==== Given information

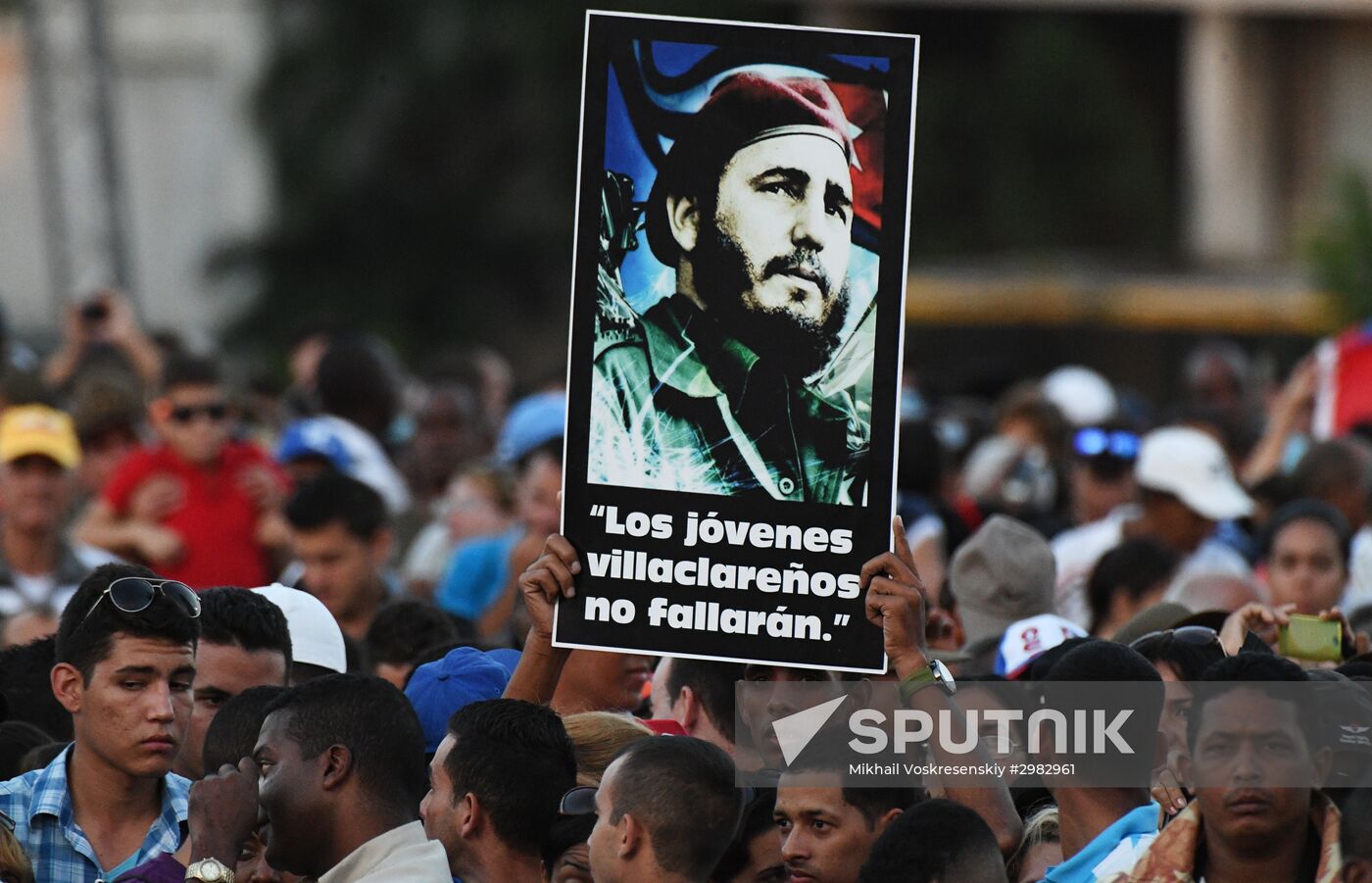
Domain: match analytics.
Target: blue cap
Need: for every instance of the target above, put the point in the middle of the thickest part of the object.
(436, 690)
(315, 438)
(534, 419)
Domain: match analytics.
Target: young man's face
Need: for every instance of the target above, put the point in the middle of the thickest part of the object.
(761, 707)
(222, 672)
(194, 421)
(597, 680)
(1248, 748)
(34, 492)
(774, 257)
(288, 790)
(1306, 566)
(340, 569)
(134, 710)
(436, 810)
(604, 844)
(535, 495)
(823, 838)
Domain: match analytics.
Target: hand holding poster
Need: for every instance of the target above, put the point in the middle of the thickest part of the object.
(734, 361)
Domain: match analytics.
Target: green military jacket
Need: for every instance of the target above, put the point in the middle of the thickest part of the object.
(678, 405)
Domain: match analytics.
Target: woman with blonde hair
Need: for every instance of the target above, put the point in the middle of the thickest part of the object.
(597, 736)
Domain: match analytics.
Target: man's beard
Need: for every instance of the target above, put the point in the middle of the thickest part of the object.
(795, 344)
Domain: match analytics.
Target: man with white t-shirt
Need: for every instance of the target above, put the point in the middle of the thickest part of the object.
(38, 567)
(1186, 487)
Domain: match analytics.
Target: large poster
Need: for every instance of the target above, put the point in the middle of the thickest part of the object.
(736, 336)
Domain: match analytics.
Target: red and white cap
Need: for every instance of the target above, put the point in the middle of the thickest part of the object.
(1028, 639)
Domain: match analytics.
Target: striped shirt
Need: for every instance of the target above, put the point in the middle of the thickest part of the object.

========
==== Given information

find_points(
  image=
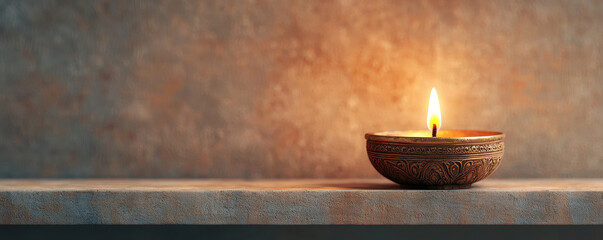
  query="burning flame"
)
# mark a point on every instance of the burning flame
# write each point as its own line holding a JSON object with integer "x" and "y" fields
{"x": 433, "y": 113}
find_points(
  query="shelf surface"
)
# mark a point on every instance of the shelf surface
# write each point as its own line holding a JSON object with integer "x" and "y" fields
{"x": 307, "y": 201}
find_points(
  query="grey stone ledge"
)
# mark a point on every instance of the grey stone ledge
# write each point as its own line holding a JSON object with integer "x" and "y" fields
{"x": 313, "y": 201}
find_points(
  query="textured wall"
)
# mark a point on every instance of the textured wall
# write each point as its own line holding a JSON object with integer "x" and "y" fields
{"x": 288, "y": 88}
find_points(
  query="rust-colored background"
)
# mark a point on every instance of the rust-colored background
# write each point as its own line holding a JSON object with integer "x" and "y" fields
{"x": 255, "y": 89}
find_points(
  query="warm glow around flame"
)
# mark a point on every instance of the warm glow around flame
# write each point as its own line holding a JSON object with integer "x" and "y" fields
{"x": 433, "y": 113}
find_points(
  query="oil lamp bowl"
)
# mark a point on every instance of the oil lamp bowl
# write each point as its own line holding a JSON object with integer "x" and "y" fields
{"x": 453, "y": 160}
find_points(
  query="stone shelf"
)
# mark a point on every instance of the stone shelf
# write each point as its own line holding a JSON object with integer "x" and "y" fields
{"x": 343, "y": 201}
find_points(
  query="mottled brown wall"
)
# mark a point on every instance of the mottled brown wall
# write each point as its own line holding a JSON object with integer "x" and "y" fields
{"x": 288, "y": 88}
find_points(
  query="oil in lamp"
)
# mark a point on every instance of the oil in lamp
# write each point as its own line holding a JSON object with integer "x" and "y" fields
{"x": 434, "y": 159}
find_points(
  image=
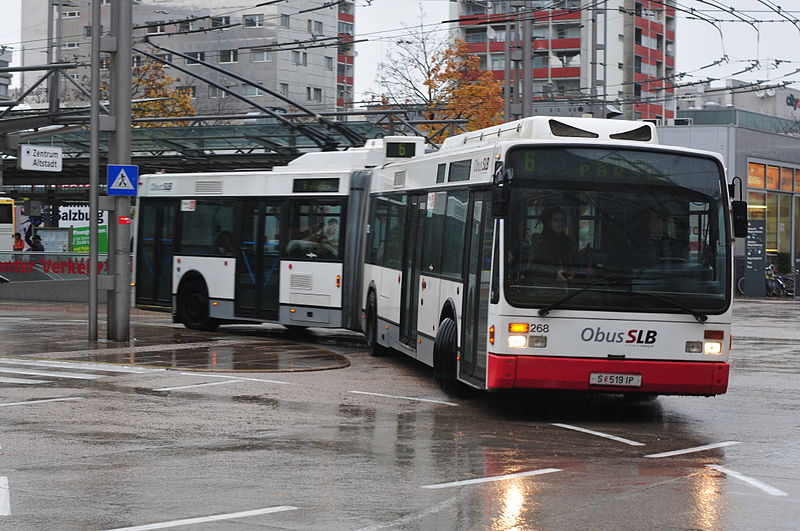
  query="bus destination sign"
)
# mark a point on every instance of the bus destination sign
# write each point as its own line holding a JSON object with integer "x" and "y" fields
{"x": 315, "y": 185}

========
==== Given information

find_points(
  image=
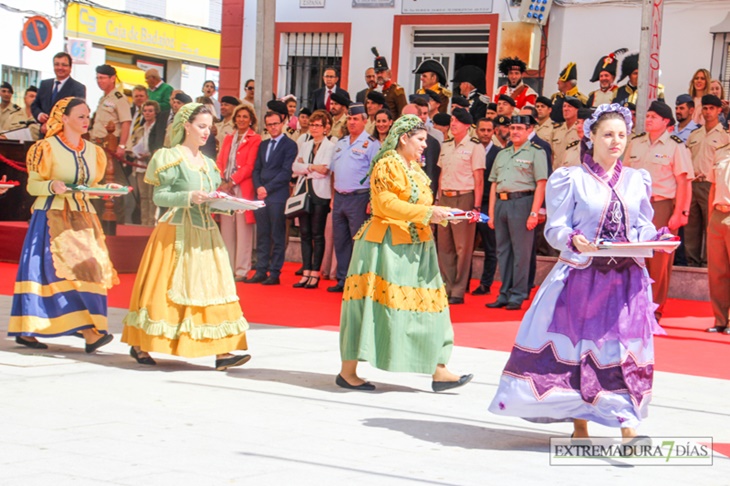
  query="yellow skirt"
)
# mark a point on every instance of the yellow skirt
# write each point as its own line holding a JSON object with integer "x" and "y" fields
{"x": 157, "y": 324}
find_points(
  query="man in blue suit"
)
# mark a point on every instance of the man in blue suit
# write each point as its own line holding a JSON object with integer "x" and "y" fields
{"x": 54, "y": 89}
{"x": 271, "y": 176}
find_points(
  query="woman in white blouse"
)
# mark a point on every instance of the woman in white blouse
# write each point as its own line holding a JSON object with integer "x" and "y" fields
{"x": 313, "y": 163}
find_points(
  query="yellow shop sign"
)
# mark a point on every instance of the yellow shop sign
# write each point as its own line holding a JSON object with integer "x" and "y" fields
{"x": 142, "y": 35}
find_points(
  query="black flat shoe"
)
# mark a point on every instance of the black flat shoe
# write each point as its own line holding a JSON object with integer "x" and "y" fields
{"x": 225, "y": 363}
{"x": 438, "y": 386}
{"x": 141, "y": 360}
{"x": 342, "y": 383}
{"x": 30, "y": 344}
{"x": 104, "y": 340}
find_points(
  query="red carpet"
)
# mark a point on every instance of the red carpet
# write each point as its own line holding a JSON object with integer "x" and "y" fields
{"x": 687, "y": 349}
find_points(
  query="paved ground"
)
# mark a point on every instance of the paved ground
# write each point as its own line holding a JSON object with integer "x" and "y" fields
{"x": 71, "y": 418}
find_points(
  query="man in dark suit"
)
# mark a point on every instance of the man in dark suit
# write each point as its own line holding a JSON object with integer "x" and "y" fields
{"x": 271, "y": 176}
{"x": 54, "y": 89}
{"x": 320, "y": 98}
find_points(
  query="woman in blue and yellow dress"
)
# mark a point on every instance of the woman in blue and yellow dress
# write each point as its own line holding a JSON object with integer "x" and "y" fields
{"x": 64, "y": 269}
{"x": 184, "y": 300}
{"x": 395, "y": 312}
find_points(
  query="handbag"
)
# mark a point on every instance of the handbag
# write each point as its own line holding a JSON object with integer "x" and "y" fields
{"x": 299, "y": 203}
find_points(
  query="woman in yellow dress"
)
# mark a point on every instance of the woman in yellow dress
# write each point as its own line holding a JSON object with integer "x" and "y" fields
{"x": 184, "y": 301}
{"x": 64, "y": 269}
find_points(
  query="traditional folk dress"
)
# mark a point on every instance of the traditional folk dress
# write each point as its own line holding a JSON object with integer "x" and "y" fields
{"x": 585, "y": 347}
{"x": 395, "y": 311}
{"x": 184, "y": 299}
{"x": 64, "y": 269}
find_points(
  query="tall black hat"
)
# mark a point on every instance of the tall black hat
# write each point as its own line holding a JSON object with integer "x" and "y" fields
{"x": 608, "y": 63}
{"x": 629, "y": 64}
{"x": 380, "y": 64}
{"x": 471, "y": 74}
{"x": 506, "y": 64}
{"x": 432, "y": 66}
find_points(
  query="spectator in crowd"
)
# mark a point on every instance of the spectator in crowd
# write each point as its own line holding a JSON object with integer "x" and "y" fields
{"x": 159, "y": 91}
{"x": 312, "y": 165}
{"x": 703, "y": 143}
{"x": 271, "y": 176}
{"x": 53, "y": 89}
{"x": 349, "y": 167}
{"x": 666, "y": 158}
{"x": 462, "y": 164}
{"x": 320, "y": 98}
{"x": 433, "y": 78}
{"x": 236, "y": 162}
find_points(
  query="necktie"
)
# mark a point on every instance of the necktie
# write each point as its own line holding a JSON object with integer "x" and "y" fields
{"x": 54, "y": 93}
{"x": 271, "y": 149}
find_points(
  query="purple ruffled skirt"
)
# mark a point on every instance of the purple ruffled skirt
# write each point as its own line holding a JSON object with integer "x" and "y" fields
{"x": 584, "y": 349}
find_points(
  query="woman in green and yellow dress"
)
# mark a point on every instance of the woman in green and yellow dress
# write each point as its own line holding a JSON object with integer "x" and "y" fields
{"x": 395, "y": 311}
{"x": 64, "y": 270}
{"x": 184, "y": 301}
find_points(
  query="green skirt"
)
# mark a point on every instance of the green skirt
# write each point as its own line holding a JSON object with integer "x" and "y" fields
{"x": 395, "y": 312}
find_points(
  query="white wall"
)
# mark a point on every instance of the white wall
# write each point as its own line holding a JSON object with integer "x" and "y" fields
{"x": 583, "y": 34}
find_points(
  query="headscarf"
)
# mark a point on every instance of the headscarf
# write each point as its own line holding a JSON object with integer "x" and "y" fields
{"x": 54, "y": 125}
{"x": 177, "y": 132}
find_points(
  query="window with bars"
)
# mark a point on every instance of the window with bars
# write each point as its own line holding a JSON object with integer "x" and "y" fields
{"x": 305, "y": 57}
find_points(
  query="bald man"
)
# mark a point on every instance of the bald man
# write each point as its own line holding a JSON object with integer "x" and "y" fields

========

● **Directions for this task**
Show all lines in the preceding material that have "purple" in them.

● **Answer for the task**
  query="purple ruffled skirt"
# mark a point on every instance of the purple ruffled skirt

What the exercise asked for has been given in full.